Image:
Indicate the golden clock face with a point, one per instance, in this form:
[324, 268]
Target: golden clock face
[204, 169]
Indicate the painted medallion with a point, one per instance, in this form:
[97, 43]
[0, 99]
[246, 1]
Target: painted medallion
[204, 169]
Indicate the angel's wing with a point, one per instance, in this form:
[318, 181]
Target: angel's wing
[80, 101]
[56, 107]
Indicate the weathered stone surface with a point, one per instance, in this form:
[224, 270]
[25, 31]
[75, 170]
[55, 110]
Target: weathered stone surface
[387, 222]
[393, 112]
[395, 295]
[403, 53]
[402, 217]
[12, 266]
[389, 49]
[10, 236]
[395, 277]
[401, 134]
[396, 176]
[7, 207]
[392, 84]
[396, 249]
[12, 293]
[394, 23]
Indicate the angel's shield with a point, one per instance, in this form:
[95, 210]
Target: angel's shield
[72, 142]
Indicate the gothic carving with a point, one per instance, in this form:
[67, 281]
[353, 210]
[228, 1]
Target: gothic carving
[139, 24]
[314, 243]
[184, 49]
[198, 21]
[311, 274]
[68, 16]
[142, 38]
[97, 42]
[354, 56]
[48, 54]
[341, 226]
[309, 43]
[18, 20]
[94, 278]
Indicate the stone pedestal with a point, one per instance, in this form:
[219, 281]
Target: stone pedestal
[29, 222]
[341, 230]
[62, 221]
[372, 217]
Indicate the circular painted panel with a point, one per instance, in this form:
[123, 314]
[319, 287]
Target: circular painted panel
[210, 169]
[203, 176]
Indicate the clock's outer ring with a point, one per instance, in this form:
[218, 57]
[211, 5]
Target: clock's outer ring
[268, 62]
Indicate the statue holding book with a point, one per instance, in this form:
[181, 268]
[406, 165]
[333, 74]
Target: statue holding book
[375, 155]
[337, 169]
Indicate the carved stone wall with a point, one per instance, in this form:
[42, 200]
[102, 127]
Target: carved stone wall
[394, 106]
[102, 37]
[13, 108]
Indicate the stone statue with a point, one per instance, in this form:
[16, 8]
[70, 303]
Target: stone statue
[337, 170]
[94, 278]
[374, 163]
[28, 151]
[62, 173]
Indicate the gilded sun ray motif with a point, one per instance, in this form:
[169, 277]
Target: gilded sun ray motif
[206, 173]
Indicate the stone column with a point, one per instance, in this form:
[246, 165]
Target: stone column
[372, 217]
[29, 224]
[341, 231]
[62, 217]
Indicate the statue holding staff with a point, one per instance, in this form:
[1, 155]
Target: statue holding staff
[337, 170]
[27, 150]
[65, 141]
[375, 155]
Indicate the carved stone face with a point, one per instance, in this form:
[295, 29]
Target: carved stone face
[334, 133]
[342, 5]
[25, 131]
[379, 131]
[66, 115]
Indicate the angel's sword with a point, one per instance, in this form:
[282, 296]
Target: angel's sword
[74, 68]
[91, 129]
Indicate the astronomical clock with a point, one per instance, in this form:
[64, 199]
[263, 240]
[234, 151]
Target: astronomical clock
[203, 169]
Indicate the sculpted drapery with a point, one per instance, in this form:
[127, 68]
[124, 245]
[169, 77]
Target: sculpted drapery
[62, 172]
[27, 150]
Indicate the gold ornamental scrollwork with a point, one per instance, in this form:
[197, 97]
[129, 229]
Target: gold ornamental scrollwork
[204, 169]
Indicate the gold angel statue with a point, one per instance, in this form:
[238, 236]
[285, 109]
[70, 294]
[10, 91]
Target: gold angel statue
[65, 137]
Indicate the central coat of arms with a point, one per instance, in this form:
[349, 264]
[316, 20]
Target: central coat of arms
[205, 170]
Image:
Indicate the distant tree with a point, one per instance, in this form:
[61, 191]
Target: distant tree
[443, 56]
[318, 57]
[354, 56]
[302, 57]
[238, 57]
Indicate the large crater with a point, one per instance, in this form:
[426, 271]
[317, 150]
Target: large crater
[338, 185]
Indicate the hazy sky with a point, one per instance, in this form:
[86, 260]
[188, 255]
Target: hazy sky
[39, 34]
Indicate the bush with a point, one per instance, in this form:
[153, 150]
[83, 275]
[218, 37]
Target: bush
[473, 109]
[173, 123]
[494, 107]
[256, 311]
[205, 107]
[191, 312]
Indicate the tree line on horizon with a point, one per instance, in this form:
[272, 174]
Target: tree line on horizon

_AIM OF THE EXERCISE_
Copy the records. Each line should match exactly.

_RESULT OF THIS EXERCISE_
Image:
Indicate the golden clock face with a point, one per instance, in this form:
[324, 268]
Target: golden clock face
[204, 169]
Indicate the painted medallion with a point, one per instance, in this form:
[97, 43]
[0, 99]
[246, 1]
Target: painted medallion
[204, 169]
Indicate the angel's wing with a point, one per instance, in this form:
[318, 181]
Target: angel's wing
[80, 101]
[56, 107]
Indicate the weathered stone surface with a point, one per instance, in this form:
[224, 270]
[25, 31]
[75, 170]
[55, 110]
Target: weathered stone surface
[387, 222]
[393, 112]
[395, 295]
[403, 53]
[402, 217]
[12, 266]
[389, 49]
[10, 236]
[395, 277]
[401, 134]
[396, 176]
[7, 207]
[392, 84]
[396, 249]
[12, 293]
[394, 23]
Indicate the angel's shield with a point, one per instance, in this form:
[95, 210]
Target: angel's shield
[72, 142]
Indicate the gothic carving with a point, one per instance, in this form:
[67, 281]
[353, 210]
[228, 1]
Target: gothic carving
[139, 24]
[314, 243]
[184, 49]
[198, 21]
[311, 274]
[68, 16]
[142, 38]
[97, 42]
[354, 56]
[48, 54]
[341, 226]
[309, 43]
[18, 20]
[94, 278]
Indicate the stone pedestal with a point, one per instance, in this form:
[219, 281]
Target: stone pedestal
[29, 222]
[341, 230]
[62, 221]
[372, 217]
Indicate the circular painted panel with a point, one per instance, in this form:
[123, 314]
[319, 287]
Target: circular painted panel
[210, 169]
[203, 176]
Indicate the clock's outer ring with a point, one per instance, in this form:
[218, 57]
[211, 5]
Target: clock's outer ring
[268, 62]
Indicate the statue holding book with a point, one per instance, in this form:
[181, 268]
[406, 165]
[333, 74]
Target: statue holding book
[375, 155]
[337, 169]
Indicate the carved stone wall with a point, one per instance, in this form:
[42, 200]
[102, 127]
Target: carved stone wall
[394, 106]
[102, 37]
[13, 108]
Indicate the stone statue with a point, one per instance, in this form:
[16, 8]
[70, 303]
Target: stone statue
[337, 170]
[94, 278]
[374, 163]
[28, 151]
[62, 173]
Indicate the gilded sun ray motif with a point, one per instance, in this form:
[169, 277]
Target: gilded sun ray motif
[206, 173]
Indicate the stone column with a point, one per instance, in this form:
[246, 165]
Target: stone column
[372, 217]
[29, 224]
[341, 231]
[62, 217]
Indicate the statue holding staff with a point, one per instance, in this form:
[1, 155]
Target: statue holding staff
[337, 170]
[27, 150]
[65, 141]
[375, 155]
Indicate the carved stone face with a point, one per instance, in this form:
[295, 29]
Target: carved stone face
[334, 133]
[342, 5]
[25, 131]
[379, 131]
[66, 115]
Indicate the angel's sword with a point, one per instance, in this form:
[282, 296]
Target: angel's sword
[74, 68]
[91, 129]
Indicate the astronomical clock with a point, one per instance, in this form:
[64, 199]
[263, 240]
[234, 151]
Target: astronomical clock
[203, 169]
Indicate the sculpted drapery with a point, one per instance, in this form:
[127, 68]
[124, 245]
[169, 77]
Target: sculpted drapery
[62, 172]
[27, 150]
Indicate the gold ornamental scrollwork with a point, one per instance, in this form:
[197, 97]
[129, 229]
Target: gold ornamental scrollwork
[204, 169]
Indicate the gold angel statue with a point, one per instance, in this form:
[238, 236]
[285, 109]
[70, 294]
[10, 91]
Target: gold angel statue
[65, 137]
Indicate the central coat of arms with a point, one per instance, in this form:
[349, 264]
[316, 20]
Target: central coat of arms
[205, 170]
Image:
Indicate the distant tree with a point, one per instance, in this form:
[61, 191]
Target: distant tree
[443, 56]
[318, 57]
[354, 56]
[302, 57]
[238, 57]
Indicate the large crater with a point, one per instance, in this form:
[426, 271]
[317, 150]
Target: large crater
[338, 185]
Indicate the hazy sky with a point, one per instance, in this form:
[86, 260]
[188, 255]
Target: hazy sky
[39, 34]
Indicate the bush with a point, one per instance, in this form:
[153, 150]
[83, 275]
[218, 37]
Target: bush
[473, 109]
[173, 123]
[494, 107]
[256, 311]
[205, 107]
[191, 312]
Indicate the tree line on horizon with a point, one per instance, in this form:
[272, 174]
Target: tree line on horizon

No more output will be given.